## Problem
Please repeat the records exactly, keeping the pictures out.

>>>

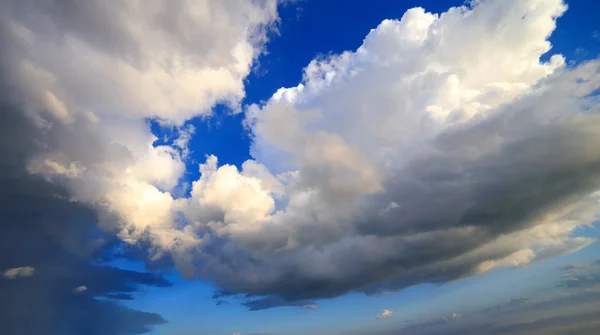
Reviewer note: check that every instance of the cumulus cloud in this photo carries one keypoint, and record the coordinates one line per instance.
(311, 307)
(443, 147)
(80, 173)
(385, 313)
(80, 289)
(20, 272)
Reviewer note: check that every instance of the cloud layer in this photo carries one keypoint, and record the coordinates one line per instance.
(442, 148)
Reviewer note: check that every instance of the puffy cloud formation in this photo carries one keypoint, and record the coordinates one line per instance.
(20, 272)
(385, 313)
(310, 307)
(42, 228)
(80, 289)
(443, 147)
(79, 171)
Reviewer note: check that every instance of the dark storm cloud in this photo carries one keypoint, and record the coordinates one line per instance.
(42, 229)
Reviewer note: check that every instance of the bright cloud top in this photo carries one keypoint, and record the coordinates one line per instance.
(20, 272)
(386, 313)
(443, 147)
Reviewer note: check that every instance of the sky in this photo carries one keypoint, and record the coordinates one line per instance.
(291, 167)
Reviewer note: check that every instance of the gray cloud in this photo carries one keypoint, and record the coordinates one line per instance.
(407, 161)
(20, 272)
(42, 228)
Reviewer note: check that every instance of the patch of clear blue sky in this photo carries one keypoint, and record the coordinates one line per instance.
(310, 28)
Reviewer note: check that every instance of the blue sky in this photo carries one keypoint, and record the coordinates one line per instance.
(410, 179)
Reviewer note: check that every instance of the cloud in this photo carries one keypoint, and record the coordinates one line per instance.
(20, 272)
(433, 322)
(442, 148)
(385, 313)
(311, 307)
(80, 289)
(43, 228)
(380, 171)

<<<

## Written response
Reviewer note: check that every instance of the cumulus cloud in this photo carries one keypoint, and record the coordinates one line per instance.
(311, 307)
(443, 147)
(80, 173)
(385, 313)
(80, 289)
(20, 272)
Reviewer note: check that every instance of the cloud layer in this photo carries one keypoint, and record the coordinates one line per instance.
(442, 148)
Reviewer note: check that every instance of the puffy cloud formation in this photo carries one keypoint, and record the coordinates one line per instance.
(20, 272)
(385, 313)
(310, 307)
(42, 228)
(80, 289)
(443, 147)
(79, 171)
Reviewer note: check that every instance of the dark storm cloud in this photo carries one keypoint, and record the coordinates one line per instance.
(42, 229)
Reviewer note: check that every instance of the bright cloud top in this photo carries one keypoint, and record the coordinates one line per instance.
(20, 272)
(386, 313)
(443, 147)
Reviewer note: check that every instance of the sky in this photo carries one keypoint, and record the coordinates one line per instance.
(291, 167)
Reviewer note: check that every instance of the gray cloud in this photo carries one keypoint, and record the coordinates one line per instance.
(407, 161)
(20, 272)
(42, 228)
Reviewer note: check that every instance of the patch of clear blue sky in this photo carries one keypoint, and record the coordinates one line per instance.
(310, 28)
Reviewer note: check that every instance of the blue sky in this photo carries one keypoint, and record the coordinates one line per instance.
(410, 179)
Reviewer note: check that every instance of the cloud in this photo carries one keypoint, and record the coordinates one line per instance.
(20, 272)
(433, 322)
(442, 148)
(385, 313)
(311, 307)
(80, 289)
(43, 228)
(380, 171)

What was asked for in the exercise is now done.